■ ABOUT THIS TASK
State the count of lines below in which the word "soldier" appears, and add nothing.

Records from a dataset

********************

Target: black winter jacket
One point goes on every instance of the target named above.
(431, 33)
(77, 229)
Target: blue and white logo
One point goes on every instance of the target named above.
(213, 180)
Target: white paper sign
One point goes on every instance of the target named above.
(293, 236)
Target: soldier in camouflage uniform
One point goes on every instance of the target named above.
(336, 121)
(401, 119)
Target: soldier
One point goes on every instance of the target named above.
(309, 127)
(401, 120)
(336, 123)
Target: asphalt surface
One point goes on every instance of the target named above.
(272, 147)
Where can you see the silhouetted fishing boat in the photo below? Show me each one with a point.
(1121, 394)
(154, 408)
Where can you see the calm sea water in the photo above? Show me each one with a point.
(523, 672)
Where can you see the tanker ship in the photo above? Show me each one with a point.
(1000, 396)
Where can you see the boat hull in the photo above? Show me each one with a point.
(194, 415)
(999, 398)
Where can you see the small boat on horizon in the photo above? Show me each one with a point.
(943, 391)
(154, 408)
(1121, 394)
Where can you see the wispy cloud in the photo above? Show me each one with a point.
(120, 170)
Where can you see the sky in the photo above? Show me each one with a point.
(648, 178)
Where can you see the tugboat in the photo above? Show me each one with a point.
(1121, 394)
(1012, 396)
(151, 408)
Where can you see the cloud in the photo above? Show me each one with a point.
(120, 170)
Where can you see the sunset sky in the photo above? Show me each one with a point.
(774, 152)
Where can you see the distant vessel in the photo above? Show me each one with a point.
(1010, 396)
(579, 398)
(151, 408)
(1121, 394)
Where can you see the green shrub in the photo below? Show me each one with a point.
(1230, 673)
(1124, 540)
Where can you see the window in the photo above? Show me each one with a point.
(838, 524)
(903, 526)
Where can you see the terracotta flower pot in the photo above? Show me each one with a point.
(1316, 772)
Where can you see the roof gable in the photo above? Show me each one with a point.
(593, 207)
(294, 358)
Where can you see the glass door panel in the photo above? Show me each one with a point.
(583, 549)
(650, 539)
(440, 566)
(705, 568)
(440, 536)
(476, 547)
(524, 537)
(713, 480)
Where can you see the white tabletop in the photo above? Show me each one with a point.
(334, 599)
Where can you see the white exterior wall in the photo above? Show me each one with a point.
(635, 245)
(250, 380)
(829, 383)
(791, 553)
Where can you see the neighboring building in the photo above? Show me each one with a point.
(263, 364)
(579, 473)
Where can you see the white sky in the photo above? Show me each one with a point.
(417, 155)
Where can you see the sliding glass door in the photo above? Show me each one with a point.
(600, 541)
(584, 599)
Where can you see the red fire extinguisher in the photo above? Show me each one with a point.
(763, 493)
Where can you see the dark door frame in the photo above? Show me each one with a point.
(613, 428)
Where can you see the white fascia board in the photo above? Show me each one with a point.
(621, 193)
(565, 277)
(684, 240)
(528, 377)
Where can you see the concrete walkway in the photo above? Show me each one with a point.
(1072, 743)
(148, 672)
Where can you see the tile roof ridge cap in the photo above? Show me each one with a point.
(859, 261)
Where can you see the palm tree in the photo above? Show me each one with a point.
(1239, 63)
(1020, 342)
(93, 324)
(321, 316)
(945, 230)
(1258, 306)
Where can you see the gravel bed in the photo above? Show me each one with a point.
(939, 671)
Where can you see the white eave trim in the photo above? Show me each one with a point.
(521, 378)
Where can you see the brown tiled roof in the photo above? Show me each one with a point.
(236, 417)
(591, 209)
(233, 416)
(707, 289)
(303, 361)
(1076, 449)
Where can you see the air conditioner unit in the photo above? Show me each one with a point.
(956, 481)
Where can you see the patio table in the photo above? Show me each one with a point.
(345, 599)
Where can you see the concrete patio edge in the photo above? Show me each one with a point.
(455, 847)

********************

■ ANSWER TO THE PROBLEM
2